Selected excerpt:

Content starts

Hanna Meretoja is a Finnish literary scholar and narrative theorist. She is professor of Comparative Literature at the University of Turku. She is also a novelist.

== Education and career ==
In 2001, Meretoja received her M.A. from the University of Turku, where she studied comparative literature as her major and philosophy, art history, cultural history and communications as her minors. In 2010, she completed her Ph.D. in comparative literature at the University of Turku. The title of her thesis is The French Narrative Turn: From the Problematization of Narrative Subjectivity in Alain Robbe-Grillet’s Dans le labyrinthe to its Hermeneutic Rehabilitation in Michel Tournier’s Le Roi des Aulnes. Meretoja was a visiting scholar at the University of Tübingen in 2002–2003, Sorbonne Nouvelle in 2004 and Uppsala University in 2008, as well as a visiting professor at the American University of Paris in 2013–2014. In 2014-2015, she was the first director of the research centre Narrare: Centre for Interdisciplinary Narrative Studies at the University of Tampere. In 2019-2020, she was Visiting Fellow at the University of Oxford (Exeter College and Oxford Centre for Life-Writing, Wolfson College). She is Director of SELMA: Centre for the Study of Storytelling, Experientiality and Memory.

Content ends

Description of the task: Reproduce the entire passage on Hanna Meretoja word for word. The listing that comes next has no role here.

Provided material:
Content starts

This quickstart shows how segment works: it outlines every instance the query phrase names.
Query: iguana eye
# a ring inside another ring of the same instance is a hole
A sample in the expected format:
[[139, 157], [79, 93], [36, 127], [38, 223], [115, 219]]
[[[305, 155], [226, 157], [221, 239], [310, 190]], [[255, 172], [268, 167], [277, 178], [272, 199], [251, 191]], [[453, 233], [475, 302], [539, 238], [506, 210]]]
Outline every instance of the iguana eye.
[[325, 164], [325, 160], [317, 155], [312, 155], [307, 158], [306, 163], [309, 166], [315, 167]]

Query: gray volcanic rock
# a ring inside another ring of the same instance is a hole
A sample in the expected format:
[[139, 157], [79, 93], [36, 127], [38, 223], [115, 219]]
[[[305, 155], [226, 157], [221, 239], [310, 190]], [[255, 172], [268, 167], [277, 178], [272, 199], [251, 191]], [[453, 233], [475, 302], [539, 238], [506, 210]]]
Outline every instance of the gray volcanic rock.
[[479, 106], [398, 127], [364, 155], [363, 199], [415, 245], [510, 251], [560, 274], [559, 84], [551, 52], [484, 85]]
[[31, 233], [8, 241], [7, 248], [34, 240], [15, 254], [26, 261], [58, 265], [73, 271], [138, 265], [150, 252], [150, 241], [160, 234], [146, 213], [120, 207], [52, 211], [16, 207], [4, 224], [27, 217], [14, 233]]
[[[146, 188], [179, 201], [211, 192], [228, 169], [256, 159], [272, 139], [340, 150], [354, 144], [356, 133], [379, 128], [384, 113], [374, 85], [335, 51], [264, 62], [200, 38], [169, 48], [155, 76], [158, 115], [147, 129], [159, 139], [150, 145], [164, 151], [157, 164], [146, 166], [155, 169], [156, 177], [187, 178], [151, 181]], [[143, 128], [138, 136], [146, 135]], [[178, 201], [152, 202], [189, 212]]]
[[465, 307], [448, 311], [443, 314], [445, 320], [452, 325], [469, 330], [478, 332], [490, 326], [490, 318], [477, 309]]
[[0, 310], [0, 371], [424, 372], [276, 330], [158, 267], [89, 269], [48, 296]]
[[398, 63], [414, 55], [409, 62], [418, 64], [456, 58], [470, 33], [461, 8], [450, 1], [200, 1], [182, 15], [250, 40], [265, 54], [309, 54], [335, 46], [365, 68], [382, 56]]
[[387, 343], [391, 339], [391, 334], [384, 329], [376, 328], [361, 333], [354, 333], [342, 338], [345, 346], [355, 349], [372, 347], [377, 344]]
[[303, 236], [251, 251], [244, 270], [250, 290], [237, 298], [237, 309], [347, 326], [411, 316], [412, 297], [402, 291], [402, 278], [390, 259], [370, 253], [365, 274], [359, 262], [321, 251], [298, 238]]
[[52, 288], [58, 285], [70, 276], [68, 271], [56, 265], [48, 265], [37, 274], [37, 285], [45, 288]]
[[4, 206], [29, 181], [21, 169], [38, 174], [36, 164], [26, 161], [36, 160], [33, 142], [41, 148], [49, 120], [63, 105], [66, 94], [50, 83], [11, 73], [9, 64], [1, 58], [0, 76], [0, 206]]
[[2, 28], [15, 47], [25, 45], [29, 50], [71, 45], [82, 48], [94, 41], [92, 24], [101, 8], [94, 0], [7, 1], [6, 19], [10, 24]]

Content ends

Answer section:
Hanna Meretoja is a Finnish literary scholar and narrative theorist. She is professor of Comparative Literature at the University of Turku. She is also a novelist.

== Education and career ==
In 2001, Meretoja received her M.A. from the University of Turku, where she studied comparative literature as her major and philosophy, art history, cultural history and communications as her minors. In 2010, she completed her Ph.D. in comparative literature at the University of Turku. The title of her thesis is The French Narrative Turn: From the Problematization of Narrative Subjectivity in Alain Robbe-Grillet’s Dans le labyrinthe to its Hermeneutic Rehabilitation in Michel Tournier’s Le Roi des Aulnes. Meretoja was a visiting scholar at the University of Tübingen in 2002–2003, Sorbonne Nouvelle in 2004 and Uppsala University in 2008, as well as a visiting professor at the American University of Paris in 2013–2014. In 2014-2015, she was the first director of the research centre Narrare: Centre for Interdisciplinary Narrative Studies at the University of Tampere. In 2019-2020, she was Visiting Fellow at the University of Oxford (Exeter College and Oxford Centre for Life-Writing, Wolfson College). She is Director of SELMA: Centre for the Study of Storytelling, Experientiality and Memory.